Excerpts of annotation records
----

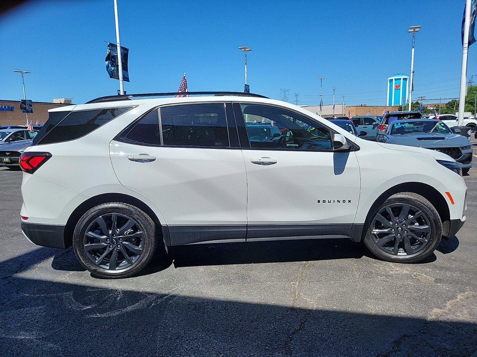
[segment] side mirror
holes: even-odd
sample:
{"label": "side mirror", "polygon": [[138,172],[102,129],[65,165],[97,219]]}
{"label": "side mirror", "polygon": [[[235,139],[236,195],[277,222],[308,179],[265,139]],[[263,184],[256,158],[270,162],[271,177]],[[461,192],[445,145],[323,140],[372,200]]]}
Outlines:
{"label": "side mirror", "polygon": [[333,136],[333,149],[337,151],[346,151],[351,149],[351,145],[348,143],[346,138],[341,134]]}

----

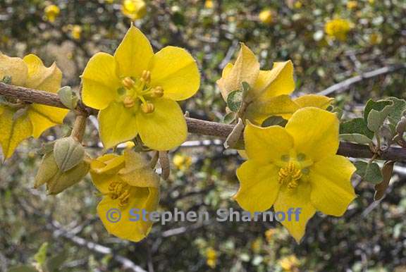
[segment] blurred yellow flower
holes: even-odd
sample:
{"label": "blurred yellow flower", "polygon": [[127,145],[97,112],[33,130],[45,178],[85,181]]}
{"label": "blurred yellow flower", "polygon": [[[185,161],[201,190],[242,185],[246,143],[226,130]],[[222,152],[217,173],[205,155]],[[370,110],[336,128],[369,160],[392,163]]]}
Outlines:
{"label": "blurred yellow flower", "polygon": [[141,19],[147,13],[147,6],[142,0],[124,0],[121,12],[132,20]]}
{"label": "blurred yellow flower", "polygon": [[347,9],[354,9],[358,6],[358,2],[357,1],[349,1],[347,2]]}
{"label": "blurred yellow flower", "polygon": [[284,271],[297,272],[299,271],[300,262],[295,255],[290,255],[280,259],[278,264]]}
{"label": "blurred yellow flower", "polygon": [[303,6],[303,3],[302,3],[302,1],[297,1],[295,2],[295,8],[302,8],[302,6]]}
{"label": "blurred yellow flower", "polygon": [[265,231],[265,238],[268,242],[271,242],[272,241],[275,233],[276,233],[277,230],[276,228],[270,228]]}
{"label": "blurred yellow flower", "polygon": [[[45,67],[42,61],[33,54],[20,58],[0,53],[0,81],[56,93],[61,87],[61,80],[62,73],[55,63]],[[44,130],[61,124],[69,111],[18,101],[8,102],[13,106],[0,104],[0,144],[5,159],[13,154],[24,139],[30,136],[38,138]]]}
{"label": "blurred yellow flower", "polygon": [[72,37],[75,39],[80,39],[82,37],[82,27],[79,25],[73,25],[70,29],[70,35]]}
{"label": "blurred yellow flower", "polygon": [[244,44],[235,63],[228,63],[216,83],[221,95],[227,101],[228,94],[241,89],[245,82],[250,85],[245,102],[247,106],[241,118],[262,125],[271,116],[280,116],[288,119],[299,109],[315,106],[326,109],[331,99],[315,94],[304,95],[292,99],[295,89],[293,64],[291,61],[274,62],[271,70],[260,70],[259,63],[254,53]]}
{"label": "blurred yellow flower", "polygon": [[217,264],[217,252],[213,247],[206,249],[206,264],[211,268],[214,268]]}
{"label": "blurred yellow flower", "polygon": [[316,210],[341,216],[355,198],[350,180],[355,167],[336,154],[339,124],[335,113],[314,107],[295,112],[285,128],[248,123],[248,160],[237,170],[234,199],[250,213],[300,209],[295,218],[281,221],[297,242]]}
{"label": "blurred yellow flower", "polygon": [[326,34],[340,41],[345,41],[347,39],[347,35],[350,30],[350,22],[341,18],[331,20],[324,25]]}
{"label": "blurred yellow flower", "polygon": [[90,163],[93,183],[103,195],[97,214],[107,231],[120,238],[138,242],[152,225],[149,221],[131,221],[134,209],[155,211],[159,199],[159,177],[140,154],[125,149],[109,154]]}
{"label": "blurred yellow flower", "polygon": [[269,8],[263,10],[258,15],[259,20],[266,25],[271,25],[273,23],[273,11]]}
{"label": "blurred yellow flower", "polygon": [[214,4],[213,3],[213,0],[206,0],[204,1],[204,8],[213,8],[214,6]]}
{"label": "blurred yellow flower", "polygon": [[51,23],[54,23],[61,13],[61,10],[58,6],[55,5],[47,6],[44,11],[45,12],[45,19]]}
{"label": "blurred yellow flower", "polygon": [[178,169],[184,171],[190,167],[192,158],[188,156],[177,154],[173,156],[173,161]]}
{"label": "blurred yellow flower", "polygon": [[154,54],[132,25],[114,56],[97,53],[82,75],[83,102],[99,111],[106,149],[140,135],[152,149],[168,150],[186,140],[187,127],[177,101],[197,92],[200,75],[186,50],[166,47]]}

----

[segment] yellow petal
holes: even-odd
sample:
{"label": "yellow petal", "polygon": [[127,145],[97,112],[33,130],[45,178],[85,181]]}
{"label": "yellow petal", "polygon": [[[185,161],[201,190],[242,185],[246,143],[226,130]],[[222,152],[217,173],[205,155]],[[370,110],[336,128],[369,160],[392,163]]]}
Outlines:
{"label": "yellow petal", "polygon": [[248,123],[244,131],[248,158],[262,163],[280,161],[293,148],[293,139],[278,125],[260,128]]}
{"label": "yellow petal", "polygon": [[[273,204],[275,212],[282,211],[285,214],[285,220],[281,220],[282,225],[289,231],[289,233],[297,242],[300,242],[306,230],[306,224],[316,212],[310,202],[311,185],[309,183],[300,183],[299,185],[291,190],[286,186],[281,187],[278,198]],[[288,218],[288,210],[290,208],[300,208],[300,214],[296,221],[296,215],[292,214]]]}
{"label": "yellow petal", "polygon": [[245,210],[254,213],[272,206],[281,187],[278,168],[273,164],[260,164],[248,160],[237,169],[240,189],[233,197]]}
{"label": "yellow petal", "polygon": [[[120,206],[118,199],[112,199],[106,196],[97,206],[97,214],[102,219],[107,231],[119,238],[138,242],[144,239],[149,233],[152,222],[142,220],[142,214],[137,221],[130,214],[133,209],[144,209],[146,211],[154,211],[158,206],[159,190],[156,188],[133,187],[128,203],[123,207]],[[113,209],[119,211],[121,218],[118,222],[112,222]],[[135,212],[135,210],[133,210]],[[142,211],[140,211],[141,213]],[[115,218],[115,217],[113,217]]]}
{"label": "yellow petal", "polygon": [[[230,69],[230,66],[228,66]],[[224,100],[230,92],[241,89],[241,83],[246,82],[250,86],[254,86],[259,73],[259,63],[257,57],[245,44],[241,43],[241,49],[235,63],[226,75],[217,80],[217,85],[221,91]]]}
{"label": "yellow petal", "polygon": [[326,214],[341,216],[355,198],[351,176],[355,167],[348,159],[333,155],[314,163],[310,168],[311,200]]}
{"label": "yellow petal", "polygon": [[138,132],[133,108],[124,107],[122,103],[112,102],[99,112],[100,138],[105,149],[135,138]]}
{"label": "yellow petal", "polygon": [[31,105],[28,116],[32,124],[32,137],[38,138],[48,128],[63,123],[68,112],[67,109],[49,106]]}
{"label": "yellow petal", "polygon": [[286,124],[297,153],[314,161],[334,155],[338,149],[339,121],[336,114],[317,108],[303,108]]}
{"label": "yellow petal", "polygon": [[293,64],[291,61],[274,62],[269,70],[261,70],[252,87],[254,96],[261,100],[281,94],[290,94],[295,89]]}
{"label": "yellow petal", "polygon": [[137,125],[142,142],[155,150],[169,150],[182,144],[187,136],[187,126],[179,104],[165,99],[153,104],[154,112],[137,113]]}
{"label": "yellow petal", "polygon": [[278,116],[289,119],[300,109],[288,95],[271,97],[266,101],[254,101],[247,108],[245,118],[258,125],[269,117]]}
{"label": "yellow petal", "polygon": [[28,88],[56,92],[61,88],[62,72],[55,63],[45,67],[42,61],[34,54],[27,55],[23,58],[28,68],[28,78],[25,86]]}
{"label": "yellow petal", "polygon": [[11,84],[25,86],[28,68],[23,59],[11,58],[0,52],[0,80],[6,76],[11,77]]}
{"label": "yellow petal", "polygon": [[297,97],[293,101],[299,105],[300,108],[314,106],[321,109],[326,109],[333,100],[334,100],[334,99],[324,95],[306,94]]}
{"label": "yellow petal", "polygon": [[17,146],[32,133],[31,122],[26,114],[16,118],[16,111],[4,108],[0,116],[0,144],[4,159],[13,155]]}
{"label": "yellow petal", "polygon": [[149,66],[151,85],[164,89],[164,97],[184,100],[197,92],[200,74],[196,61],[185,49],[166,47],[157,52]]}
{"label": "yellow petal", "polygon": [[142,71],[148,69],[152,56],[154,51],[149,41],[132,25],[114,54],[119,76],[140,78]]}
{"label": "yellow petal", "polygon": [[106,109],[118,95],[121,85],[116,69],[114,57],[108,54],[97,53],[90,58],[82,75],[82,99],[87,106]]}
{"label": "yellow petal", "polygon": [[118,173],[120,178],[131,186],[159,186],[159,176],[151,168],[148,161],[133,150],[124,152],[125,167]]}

----

● **AIM OF THE EXERCISE**
Show every line of the records above that contains the string "segment", matching case exactly.

● **RESULT OF THIS EXERCISE**
[segment] side mirror
[segment] blurred yellow flower
[segment] yellow petal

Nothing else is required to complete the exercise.